## WHAT THE TASK REQUIRES
Copy the records from the line containing "Note: for every instance of the woman in floral" through the end of the records, both included, with "thick rope" replaced by "twisted rope" and nothing else changed.

## DATASET CONTENT
-*-

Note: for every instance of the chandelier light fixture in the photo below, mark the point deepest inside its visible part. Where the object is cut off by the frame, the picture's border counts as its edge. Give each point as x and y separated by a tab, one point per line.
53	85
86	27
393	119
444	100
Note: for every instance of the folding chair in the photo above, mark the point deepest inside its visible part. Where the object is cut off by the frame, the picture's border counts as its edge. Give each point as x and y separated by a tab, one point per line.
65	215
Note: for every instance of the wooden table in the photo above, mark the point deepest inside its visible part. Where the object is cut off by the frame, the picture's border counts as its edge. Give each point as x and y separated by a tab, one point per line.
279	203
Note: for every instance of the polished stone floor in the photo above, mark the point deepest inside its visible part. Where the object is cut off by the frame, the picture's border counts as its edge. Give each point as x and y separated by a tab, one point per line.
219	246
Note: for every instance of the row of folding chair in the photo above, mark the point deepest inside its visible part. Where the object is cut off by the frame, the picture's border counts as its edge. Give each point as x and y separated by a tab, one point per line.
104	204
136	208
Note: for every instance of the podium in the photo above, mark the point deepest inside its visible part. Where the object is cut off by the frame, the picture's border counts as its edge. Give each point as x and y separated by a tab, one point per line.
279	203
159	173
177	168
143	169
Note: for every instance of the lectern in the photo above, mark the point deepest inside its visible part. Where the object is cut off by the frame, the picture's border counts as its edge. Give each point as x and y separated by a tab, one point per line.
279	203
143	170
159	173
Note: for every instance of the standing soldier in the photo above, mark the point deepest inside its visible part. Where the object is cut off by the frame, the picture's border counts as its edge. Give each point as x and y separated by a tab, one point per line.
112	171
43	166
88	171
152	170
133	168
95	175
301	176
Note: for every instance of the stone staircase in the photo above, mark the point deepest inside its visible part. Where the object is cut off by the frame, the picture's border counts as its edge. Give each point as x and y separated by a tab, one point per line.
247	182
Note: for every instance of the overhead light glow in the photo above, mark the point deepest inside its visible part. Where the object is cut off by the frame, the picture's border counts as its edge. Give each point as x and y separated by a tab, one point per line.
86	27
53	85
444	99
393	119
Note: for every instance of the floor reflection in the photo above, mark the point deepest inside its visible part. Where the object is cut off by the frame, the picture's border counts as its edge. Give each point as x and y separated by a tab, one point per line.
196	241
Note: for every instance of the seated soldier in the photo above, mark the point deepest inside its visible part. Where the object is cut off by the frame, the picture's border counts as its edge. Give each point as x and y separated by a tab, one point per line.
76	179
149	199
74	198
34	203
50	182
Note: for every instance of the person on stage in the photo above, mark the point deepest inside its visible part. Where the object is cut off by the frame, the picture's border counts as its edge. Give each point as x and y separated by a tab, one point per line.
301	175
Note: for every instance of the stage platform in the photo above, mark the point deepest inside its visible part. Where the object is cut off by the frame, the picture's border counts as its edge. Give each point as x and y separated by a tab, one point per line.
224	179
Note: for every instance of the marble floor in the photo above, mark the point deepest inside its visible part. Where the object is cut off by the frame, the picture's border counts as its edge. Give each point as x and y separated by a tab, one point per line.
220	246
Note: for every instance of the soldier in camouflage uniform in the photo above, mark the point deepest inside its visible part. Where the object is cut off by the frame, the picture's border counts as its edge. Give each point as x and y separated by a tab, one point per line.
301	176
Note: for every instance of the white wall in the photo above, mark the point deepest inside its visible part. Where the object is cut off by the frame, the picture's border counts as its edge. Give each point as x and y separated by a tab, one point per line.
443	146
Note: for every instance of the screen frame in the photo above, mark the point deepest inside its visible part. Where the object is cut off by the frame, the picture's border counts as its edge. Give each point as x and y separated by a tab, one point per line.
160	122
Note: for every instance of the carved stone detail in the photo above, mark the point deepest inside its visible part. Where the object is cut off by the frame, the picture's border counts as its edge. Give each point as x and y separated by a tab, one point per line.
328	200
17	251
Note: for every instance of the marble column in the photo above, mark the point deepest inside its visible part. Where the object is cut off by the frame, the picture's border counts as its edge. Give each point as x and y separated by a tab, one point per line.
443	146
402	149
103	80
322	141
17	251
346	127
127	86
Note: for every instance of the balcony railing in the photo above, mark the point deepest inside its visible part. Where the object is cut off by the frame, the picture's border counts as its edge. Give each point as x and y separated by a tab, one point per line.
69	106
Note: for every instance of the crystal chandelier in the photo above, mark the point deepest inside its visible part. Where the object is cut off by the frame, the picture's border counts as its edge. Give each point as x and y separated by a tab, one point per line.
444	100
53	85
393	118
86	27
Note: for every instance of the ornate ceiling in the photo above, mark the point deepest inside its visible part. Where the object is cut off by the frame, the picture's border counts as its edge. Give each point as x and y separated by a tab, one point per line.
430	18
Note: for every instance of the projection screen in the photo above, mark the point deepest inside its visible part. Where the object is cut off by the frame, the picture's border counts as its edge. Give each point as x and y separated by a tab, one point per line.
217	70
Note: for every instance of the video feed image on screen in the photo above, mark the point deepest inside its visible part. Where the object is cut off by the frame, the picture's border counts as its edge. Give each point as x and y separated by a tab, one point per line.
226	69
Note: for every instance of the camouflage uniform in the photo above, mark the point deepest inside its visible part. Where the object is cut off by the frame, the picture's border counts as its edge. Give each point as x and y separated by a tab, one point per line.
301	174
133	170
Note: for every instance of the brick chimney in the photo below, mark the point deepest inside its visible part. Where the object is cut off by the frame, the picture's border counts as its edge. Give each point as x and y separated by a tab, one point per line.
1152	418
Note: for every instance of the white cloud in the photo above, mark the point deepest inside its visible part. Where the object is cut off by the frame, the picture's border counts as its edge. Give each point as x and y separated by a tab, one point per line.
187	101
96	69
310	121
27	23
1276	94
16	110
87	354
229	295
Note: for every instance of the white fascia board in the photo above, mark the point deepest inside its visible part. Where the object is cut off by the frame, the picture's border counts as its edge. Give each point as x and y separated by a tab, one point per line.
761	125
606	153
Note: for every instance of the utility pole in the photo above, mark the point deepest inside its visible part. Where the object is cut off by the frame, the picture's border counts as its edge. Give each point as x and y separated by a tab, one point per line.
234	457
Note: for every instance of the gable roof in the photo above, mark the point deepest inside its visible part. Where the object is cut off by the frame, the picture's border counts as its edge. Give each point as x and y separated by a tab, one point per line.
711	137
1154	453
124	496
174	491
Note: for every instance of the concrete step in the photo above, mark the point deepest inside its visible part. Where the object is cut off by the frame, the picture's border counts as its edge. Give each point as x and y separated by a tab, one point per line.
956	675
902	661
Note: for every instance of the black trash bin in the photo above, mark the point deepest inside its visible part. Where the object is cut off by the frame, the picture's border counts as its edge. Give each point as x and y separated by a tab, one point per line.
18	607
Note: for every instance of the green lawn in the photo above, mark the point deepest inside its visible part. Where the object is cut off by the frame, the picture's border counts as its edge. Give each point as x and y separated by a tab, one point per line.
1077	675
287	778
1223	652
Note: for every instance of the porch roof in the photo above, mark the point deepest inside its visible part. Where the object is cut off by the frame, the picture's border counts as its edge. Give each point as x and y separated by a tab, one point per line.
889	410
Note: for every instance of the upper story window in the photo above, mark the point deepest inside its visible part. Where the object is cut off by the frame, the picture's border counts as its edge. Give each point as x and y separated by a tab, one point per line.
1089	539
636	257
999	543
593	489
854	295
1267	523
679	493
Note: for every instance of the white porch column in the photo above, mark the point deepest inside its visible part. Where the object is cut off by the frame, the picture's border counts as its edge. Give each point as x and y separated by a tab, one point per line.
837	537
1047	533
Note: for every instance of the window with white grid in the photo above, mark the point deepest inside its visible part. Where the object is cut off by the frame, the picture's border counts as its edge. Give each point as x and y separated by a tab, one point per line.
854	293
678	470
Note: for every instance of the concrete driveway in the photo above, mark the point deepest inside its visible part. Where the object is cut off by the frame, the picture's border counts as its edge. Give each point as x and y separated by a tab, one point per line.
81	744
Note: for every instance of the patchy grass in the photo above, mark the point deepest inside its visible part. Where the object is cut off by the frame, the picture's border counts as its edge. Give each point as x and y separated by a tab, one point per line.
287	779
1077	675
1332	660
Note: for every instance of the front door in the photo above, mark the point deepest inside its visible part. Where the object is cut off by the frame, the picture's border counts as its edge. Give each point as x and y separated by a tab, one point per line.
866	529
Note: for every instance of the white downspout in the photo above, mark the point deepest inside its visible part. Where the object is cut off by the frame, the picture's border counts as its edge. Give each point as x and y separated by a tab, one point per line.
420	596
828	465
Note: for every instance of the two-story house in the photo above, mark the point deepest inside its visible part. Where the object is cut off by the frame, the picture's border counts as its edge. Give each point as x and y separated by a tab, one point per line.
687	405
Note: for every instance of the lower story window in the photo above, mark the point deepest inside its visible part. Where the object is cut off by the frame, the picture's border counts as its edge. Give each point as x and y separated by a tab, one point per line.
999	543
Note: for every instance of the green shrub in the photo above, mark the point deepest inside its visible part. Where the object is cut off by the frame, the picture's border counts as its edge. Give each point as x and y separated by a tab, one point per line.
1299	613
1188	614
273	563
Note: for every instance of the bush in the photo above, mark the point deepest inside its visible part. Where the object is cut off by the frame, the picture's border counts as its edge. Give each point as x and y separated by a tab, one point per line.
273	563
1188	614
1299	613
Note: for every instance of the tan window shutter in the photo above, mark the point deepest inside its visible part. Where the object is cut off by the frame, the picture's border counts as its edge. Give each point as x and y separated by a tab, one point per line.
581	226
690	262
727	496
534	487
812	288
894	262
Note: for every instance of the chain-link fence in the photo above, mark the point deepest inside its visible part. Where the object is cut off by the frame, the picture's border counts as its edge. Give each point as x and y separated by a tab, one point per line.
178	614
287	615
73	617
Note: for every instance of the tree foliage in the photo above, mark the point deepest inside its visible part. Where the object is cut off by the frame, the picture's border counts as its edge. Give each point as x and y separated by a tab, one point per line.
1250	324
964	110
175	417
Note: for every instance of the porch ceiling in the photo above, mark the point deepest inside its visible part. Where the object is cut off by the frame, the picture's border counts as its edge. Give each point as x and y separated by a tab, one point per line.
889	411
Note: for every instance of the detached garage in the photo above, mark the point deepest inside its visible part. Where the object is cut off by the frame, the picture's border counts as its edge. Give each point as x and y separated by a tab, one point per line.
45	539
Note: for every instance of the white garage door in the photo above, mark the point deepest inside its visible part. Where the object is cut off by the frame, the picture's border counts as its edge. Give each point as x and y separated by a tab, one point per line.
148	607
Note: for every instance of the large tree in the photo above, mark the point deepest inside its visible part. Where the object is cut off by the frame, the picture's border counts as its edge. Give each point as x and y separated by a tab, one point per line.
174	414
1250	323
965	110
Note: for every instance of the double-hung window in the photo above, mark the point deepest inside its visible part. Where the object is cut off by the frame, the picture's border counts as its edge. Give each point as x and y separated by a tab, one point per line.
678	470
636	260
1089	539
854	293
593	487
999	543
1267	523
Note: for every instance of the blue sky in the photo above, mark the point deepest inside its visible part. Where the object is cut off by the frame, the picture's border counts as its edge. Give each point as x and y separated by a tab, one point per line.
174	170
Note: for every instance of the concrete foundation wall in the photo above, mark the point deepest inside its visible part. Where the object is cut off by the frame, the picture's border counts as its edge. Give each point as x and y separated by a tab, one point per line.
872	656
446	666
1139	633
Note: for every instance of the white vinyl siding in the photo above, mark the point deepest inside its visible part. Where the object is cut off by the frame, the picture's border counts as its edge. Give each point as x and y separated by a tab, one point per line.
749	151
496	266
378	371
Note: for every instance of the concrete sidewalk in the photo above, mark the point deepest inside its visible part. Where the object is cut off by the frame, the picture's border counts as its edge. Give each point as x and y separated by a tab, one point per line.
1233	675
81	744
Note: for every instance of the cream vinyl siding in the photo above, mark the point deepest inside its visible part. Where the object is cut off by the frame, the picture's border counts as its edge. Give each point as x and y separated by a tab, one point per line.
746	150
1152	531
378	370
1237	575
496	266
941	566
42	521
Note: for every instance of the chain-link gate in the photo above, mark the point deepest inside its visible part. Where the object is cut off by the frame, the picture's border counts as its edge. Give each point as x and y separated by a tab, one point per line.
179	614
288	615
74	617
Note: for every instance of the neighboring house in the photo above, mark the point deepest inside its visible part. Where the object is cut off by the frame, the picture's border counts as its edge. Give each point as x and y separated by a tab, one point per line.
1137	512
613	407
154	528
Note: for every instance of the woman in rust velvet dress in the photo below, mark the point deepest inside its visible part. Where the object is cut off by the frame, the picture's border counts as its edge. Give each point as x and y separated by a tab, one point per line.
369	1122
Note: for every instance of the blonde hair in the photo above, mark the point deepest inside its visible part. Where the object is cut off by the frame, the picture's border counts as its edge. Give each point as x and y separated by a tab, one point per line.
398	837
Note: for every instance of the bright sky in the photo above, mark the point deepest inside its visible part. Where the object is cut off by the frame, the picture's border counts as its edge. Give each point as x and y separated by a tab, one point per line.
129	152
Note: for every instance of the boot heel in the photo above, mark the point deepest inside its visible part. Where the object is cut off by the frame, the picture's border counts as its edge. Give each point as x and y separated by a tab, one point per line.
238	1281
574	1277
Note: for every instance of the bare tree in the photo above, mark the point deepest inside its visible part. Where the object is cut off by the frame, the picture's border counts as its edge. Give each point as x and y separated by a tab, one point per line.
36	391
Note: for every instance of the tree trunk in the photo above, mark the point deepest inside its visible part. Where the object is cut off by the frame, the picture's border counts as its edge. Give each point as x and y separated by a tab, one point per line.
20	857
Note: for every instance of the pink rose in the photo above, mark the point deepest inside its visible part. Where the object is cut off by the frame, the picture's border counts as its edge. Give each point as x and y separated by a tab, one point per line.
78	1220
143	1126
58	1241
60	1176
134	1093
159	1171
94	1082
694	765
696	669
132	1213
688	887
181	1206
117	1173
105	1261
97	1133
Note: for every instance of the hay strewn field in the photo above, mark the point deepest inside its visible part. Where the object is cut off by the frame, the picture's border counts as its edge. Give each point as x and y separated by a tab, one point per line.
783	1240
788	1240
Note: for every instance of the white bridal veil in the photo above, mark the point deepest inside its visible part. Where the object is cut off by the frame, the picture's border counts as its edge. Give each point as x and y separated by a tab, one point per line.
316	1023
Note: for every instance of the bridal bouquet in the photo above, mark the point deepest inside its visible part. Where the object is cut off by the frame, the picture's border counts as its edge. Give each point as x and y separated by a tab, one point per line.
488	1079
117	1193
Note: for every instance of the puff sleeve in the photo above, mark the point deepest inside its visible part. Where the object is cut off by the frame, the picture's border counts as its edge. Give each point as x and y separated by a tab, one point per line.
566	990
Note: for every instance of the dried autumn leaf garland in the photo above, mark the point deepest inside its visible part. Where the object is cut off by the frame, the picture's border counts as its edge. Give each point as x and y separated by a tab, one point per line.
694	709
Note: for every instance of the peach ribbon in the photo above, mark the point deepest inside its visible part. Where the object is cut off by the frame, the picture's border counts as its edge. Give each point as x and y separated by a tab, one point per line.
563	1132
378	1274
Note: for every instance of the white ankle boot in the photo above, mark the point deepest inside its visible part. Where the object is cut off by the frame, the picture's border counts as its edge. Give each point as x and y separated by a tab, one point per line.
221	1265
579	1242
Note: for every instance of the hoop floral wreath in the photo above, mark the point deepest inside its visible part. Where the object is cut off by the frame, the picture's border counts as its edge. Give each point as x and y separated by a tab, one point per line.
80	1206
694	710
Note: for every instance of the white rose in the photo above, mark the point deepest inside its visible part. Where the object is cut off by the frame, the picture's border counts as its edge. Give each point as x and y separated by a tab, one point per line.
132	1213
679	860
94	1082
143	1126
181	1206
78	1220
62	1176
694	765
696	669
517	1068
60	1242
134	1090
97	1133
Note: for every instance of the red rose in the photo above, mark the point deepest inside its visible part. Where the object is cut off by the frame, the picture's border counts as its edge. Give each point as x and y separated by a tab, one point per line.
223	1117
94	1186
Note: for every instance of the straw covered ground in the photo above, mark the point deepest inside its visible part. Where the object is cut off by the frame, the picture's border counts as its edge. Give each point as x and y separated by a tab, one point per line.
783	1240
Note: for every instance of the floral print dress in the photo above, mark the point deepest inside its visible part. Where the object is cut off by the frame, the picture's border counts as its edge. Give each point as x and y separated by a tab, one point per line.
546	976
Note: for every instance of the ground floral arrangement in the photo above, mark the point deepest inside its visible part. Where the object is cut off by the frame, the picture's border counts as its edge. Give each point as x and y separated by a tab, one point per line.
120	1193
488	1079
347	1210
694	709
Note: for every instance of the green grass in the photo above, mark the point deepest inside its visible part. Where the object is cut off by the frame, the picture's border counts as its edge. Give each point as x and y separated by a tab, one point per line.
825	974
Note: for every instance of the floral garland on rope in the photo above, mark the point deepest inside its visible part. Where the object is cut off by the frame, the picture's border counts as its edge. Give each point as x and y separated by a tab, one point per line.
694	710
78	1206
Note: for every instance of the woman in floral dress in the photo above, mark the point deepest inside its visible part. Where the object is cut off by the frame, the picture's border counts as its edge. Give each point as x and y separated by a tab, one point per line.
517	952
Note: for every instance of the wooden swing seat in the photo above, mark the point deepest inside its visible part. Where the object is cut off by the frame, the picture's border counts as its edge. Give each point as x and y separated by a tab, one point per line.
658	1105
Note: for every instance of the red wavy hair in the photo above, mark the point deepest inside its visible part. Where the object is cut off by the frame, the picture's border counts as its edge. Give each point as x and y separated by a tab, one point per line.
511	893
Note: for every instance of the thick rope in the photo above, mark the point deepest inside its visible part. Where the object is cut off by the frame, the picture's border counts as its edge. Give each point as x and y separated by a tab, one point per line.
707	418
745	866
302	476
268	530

-*-

## EXERCISE RESULT
Note: for every instance of the woman in floral dress in the photo above, mark the point deepest inside its visible part. Where the object is cut off by the frame, the picture's border counts as its edge. Give each point as x and y separated by a tab, one point per line.
517	952
Note: for every instance of the wooden swing seat in the photo above, mark the point deepest inside its visible part. Where the object is cut off by the frame, the picture's border counts as its edge. Give each point as x and y separated by a tab, one point per line.
658	1105
Note: for every instance of the red wavy hair in the photo above, mark the point deepest inside its visible part. Where the object is cut off by the frame, the picture's border counts as its edge. Give each point as x and y separated by a tab, one point per line.
511	893
Note: for every instance of the twisted rope in the photo above, mark the point deepest inside its visible part. Where the object is cut off by the frame, the picture's border counts as its edge. Give each point as x and y separated by a tab, one point per line.
707	418
745	866
302	476
268	530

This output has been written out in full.